*What you need to do*. Find each line in the records below that contains the string "white" and copy it out in full. Case counts.

Provided records start

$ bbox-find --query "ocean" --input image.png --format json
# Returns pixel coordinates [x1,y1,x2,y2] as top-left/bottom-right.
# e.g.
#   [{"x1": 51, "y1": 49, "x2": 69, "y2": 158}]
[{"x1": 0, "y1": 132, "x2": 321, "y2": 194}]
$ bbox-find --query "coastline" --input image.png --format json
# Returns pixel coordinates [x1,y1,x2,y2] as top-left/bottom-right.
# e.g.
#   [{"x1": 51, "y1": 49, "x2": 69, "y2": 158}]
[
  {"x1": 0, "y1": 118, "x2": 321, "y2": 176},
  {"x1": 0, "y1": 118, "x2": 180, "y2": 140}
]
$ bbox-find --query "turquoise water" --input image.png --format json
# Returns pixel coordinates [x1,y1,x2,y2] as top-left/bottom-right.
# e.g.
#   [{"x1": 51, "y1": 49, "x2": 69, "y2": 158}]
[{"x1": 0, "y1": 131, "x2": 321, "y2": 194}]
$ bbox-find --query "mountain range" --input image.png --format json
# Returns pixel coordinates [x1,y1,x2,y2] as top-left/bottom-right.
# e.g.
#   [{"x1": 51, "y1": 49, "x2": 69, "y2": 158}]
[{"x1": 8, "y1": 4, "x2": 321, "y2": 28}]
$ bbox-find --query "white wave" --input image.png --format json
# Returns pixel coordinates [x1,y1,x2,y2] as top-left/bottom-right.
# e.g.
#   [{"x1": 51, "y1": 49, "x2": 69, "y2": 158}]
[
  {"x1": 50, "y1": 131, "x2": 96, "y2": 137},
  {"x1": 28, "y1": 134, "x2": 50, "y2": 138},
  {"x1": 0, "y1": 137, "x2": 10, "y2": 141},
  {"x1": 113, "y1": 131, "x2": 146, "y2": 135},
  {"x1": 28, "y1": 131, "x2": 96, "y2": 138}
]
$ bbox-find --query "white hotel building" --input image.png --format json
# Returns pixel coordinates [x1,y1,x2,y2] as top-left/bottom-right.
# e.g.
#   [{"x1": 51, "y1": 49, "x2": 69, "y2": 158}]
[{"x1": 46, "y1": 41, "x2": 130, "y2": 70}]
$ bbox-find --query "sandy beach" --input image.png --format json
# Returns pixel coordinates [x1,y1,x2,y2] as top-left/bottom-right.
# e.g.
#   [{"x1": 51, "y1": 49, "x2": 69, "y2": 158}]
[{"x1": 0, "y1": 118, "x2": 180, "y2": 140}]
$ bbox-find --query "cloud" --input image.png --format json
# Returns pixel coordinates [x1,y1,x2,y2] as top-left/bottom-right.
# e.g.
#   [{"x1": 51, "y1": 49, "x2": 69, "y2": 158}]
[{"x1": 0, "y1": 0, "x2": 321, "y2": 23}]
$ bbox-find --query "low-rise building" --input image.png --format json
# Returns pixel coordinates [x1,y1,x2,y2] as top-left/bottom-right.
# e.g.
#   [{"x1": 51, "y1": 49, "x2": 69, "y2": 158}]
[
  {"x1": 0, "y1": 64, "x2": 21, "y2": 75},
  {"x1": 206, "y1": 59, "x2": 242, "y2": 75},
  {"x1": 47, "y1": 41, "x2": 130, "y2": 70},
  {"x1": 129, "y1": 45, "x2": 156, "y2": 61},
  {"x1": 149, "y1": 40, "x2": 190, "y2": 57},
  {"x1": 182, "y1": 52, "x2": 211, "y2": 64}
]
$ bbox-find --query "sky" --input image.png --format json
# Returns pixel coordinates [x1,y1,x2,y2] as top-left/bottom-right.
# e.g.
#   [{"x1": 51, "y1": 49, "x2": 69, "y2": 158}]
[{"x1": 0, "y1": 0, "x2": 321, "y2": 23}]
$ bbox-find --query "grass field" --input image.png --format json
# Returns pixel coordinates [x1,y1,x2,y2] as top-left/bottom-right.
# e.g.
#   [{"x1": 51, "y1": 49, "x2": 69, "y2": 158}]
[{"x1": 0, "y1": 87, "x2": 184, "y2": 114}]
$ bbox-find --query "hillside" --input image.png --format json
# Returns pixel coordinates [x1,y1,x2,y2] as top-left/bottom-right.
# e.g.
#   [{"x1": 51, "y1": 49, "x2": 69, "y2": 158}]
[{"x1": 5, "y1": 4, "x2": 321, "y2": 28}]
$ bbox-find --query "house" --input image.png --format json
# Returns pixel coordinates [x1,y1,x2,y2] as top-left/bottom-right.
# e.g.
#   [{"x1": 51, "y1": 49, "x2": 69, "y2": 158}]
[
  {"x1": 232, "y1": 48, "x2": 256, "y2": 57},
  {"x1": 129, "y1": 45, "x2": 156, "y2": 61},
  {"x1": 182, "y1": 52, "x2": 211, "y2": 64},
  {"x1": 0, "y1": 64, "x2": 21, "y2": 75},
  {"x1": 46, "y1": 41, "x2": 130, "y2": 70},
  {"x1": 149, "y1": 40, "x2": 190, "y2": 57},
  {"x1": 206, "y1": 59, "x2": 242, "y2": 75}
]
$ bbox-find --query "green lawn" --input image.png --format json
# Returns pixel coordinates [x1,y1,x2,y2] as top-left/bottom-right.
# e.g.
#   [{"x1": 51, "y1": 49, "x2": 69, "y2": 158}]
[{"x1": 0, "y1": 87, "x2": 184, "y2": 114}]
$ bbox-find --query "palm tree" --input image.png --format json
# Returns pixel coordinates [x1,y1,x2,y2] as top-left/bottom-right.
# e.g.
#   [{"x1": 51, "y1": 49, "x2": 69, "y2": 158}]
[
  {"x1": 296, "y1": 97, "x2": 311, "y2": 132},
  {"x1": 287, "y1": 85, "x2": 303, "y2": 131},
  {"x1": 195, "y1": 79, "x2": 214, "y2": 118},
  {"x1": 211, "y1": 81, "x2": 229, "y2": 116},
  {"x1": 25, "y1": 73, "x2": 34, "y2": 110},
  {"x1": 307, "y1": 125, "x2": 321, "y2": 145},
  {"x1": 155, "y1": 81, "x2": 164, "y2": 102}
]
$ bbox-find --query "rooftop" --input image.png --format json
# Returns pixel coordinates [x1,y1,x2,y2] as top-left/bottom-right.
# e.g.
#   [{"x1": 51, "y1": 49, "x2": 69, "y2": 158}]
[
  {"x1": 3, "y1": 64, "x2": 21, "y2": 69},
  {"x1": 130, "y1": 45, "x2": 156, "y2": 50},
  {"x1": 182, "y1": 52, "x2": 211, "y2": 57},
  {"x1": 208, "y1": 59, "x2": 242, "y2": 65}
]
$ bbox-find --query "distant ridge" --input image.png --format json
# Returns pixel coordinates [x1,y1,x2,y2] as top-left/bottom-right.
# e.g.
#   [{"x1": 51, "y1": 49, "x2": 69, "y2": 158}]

Provided records end

*Final result*.
$ bbox-find --query "white wave" --input image.png --format json
$ bbox-find --query "white hotel building" --input image.png --format json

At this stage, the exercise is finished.